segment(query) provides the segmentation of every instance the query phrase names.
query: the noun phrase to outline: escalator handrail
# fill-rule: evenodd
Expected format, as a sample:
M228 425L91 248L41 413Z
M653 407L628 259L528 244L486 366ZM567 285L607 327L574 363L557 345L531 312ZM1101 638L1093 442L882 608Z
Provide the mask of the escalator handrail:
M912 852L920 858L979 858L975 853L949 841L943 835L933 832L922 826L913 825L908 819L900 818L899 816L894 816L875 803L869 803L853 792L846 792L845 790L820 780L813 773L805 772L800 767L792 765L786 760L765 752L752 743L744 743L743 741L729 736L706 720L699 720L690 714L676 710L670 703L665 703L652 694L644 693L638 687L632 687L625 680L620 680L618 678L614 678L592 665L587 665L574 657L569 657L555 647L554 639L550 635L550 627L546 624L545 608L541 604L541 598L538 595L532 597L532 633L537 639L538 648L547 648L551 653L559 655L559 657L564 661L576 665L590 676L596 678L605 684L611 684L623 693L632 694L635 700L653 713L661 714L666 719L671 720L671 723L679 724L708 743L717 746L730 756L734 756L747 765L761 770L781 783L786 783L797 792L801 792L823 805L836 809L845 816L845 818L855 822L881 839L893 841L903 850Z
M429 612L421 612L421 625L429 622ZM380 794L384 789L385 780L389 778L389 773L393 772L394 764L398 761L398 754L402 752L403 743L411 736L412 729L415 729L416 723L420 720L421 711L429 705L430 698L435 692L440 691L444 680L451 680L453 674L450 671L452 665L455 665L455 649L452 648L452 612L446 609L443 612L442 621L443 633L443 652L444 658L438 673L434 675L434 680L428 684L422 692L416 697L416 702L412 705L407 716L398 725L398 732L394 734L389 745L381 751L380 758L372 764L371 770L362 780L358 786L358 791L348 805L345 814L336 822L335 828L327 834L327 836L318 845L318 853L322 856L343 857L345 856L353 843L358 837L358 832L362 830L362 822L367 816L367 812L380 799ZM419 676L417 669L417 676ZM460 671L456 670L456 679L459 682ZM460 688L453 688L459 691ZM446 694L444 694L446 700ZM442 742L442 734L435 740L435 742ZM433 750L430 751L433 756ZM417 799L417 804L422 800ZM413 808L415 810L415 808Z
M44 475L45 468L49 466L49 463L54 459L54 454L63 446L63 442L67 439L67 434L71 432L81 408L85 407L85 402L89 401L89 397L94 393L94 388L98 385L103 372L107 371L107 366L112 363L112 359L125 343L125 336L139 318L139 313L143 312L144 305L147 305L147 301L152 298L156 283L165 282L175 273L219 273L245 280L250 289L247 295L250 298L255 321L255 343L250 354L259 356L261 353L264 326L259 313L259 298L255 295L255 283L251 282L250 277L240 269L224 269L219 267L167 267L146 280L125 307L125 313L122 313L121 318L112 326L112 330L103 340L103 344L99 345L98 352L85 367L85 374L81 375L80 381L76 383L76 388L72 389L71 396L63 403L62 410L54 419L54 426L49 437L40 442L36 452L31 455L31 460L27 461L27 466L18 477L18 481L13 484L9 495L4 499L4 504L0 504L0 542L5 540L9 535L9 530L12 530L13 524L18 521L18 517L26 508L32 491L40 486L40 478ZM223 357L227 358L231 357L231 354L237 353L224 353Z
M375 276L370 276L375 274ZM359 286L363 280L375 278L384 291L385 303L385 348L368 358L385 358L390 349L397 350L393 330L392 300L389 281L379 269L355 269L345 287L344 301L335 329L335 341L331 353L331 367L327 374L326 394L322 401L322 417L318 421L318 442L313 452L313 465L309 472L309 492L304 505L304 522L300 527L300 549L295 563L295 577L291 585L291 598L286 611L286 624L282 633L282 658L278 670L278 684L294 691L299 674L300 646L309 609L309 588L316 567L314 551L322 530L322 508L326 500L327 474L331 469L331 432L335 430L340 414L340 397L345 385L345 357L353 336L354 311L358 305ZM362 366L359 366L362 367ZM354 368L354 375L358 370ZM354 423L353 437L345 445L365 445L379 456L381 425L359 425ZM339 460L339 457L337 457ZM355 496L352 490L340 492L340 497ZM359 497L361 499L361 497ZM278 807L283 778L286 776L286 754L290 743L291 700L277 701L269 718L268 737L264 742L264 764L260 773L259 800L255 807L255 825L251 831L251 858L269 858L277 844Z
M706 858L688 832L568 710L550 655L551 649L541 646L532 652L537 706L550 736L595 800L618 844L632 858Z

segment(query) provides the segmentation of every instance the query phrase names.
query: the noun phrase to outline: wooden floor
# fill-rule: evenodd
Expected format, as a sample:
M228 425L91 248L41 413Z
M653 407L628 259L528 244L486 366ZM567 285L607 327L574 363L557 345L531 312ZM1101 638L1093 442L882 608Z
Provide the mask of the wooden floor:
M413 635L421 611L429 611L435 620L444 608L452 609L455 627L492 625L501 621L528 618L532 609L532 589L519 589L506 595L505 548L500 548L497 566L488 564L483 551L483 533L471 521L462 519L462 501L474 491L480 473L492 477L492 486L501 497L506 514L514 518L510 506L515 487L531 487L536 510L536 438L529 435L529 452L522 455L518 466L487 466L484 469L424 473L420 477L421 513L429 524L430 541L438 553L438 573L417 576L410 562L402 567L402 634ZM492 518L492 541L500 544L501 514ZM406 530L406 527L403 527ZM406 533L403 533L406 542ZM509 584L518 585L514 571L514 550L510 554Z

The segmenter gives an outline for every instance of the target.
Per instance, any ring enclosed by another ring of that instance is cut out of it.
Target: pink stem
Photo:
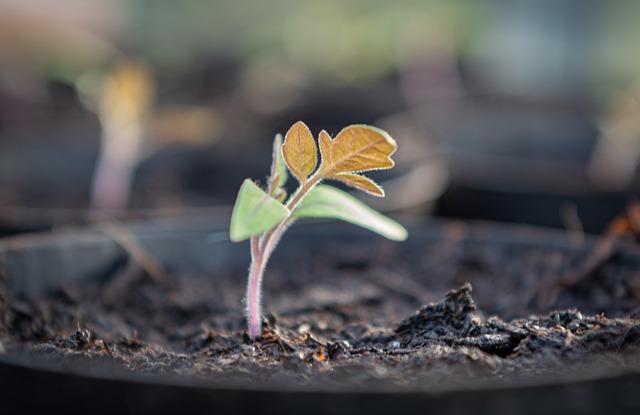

──────

Exercise directions ->
Copy the entries from the very first line down through the line that has "Provide the mask of the escalator", and replace "handrail" with "railing" wherever it occurs there. Leave everything else unchanged.

Correct response ->
segment(query) provides the segmentation of every instance the query phrase names.
query: the noun phrase to outline: escalator railing
# fill-rule: evenodd
Expected format, as a sample:
M228 425L91 248L41 413Z
M653 407L628 259L528 244L486 366ZM567 285L607 327L574 363L557 345L531 312ZM1101 638L1093 442L882 608Z
Provide the mask of the escalator railing:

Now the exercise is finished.